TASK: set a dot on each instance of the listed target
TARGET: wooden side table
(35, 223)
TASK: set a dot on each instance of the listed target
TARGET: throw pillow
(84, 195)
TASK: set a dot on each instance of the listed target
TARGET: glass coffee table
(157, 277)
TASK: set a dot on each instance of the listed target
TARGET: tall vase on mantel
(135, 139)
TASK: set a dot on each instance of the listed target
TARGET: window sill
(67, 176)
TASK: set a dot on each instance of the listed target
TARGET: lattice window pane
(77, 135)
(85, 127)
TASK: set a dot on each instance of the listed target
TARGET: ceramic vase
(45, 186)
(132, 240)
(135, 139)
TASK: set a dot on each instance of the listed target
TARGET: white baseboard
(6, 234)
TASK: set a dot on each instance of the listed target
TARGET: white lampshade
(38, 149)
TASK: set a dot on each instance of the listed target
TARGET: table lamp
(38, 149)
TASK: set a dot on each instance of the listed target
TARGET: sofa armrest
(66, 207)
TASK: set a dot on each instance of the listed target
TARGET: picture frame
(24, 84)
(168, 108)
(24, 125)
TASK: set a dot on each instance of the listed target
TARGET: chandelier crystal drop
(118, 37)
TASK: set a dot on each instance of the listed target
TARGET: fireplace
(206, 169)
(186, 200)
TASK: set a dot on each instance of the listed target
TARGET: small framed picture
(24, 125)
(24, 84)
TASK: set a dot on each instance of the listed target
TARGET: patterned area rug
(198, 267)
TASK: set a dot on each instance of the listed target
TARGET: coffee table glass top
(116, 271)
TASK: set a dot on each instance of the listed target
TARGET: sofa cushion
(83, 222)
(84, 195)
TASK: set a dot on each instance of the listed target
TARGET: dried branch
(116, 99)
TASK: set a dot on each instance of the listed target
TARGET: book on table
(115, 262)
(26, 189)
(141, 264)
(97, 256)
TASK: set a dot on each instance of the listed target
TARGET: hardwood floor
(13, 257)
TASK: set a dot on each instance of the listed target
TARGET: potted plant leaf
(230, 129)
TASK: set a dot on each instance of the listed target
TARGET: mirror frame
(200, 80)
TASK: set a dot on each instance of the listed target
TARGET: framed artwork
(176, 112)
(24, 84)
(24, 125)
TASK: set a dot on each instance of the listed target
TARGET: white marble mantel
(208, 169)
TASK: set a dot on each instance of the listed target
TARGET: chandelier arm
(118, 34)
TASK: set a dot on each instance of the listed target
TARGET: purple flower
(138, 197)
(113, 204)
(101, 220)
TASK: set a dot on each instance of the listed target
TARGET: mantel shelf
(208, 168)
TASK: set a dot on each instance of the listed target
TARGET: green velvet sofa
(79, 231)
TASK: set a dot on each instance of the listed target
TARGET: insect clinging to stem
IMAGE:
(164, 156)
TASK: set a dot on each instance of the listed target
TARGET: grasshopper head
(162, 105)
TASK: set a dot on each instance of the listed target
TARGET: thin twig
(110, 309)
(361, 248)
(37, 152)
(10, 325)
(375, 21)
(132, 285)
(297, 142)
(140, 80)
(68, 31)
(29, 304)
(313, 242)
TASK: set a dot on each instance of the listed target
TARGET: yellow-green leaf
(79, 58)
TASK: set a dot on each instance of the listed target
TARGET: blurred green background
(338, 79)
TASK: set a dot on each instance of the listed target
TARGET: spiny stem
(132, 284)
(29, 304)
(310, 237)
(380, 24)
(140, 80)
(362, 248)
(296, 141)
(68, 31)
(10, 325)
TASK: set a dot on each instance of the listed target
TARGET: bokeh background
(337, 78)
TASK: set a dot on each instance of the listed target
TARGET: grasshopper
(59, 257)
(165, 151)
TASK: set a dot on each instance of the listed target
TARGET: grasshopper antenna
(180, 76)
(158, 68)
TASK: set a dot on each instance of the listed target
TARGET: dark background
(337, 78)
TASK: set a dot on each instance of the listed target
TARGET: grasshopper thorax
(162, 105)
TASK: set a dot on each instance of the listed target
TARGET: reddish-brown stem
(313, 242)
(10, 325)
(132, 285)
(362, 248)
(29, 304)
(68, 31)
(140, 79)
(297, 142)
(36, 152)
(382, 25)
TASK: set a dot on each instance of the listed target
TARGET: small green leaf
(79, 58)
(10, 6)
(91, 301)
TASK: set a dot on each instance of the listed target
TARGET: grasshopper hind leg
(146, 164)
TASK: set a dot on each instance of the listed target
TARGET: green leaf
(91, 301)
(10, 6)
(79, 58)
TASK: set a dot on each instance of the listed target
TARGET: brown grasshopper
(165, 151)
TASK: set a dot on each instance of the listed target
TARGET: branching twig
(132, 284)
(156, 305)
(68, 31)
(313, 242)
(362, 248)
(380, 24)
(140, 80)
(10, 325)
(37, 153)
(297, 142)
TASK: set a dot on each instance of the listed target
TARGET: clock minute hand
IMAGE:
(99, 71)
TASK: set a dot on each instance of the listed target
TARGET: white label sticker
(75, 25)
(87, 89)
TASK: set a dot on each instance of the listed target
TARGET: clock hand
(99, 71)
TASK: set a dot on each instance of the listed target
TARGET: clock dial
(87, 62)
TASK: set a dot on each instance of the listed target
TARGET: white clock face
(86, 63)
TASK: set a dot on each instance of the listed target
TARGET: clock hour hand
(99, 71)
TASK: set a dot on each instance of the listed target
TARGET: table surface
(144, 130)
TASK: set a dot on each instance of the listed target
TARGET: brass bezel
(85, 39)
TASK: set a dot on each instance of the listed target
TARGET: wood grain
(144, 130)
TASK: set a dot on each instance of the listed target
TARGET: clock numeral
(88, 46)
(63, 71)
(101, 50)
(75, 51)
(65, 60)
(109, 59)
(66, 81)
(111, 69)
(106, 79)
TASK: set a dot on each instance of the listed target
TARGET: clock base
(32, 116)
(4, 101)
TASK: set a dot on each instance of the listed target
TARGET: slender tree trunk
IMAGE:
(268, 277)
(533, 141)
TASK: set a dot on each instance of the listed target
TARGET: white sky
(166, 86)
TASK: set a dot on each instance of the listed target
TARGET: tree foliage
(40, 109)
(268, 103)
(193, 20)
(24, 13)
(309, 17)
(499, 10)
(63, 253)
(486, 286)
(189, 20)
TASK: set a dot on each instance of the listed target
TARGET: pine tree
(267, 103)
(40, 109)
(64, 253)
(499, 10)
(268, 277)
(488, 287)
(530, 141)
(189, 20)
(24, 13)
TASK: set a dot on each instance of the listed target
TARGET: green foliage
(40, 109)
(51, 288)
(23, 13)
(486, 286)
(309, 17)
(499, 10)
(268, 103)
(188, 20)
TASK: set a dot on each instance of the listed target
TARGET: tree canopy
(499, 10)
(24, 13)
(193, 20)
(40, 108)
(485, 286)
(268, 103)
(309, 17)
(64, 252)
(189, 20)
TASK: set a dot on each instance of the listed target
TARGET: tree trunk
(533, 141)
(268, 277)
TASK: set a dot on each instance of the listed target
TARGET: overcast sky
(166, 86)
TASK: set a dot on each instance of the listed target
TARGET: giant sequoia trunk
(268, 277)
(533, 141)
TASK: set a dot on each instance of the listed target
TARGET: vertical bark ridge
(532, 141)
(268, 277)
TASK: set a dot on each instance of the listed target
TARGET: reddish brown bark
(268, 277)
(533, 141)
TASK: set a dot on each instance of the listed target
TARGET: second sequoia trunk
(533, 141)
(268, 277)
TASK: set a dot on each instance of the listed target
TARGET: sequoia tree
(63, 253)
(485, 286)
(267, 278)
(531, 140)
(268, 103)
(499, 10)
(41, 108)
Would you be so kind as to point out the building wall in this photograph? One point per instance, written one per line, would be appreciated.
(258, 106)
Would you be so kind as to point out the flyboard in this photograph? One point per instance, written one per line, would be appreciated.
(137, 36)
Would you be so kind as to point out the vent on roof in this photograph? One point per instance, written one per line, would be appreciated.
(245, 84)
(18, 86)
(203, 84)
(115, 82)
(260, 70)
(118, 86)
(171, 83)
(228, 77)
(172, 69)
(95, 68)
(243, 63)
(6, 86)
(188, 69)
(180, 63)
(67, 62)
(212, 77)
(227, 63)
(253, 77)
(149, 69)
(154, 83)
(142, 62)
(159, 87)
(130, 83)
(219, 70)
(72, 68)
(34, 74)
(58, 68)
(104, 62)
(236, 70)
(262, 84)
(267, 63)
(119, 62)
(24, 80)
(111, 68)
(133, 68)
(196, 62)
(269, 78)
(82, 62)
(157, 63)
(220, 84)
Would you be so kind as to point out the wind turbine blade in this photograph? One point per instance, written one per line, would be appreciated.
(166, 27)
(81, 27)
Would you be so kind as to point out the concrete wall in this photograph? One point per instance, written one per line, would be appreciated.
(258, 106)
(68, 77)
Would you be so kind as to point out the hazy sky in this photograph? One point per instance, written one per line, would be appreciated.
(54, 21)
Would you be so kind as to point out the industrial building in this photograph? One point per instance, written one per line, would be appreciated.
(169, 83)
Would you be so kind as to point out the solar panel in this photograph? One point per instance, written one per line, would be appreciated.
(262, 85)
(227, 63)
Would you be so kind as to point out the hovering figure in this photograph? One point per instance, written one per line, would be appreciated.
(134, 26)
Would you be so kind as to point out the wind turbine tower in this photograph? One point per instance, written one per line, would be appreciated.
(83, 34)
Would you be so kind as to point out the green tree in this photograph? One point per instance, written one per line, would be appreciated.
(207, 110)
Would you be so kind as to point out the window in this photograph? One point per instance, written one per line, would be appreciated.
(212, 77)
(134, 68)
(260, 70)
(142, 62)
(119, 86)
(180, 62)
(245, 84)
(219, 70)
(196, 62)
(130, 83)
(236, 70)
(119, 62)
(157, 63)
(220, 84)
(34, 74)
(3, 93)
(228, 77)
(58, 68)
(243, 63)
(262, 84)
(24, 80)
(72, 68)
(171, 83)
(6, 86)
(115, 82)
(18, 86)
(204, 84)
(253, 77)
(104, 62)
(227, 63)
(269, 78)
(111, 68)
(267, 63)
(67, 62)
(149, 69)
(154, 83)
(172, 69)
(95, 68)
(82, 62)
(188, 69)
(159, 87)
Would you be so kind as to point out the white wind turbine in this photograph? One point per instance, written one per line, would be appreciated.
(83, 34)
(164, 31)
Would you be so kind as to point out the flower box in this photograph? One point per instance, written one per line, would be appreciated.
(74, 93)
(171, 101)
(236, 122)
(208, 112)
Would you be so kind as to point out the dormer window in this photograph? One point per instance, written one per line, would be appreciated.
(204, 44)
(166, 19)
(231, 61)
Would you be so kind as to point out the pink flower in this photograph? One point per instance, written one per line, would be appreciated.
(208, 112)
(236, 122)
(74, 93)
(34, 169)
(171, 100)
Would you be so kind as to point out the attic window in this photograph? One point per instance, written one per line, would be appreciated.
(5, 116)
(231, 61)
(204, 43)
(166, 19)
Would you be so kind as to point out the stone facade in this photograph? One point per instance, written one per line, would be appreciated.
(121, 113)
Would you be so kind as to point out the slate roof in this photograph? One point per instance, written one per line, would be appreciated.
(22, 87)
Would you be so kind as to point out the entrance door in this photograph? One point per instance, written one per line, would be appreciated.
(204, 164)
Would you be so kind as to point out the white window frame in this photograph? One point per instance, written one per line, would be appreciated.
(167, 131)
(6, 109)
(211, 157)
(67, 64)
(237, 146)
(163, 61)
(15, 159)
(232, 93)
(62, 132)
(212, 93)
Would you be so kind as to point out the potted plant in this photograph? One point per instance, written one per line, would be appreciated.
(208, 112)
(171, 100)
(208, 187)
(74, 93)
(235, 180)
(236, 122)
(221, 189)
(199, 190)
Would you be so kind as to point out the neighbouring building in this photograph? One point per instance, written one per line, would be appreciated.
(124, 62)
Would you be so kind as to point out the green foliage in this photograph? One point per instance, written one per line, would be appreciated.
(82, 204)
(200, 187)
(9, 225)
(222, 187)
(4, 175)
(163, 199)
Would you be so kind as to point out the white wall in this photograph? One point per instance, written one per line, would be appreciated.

◆ ◆ ◆ ◆ ◆

Your answer is to contain exactly the lines from the one holding "Would you be so kind as to point out the potted" to the end of the entries, with no other line.

▶ [Answer to this problem]
Would you be so kind as to point out the potted plant in this photograph? One point per instance, written one per line, would be appreciated.
(208, 112)
(171, 100)
(208, 187)
(74, 93)
(235, 180)
(236, 122)
(221, 189)
(199, 190)
Would you be so kind as to point out the neighbouring building in this photograph? One point per instance, written one per line, would be appreciated.
(124, 62)
Would you be so kind as to point out the green foliage in this photograph? One point per instance, written one per line, would be appreciated.
(82, 204)
(200, 187)
(9, 225)
(222, 187)
(4, 175)
(163, 199)
Would you be so kind as to point out the white wall in this photograph? One point per instance, written one per line, would be appreciated.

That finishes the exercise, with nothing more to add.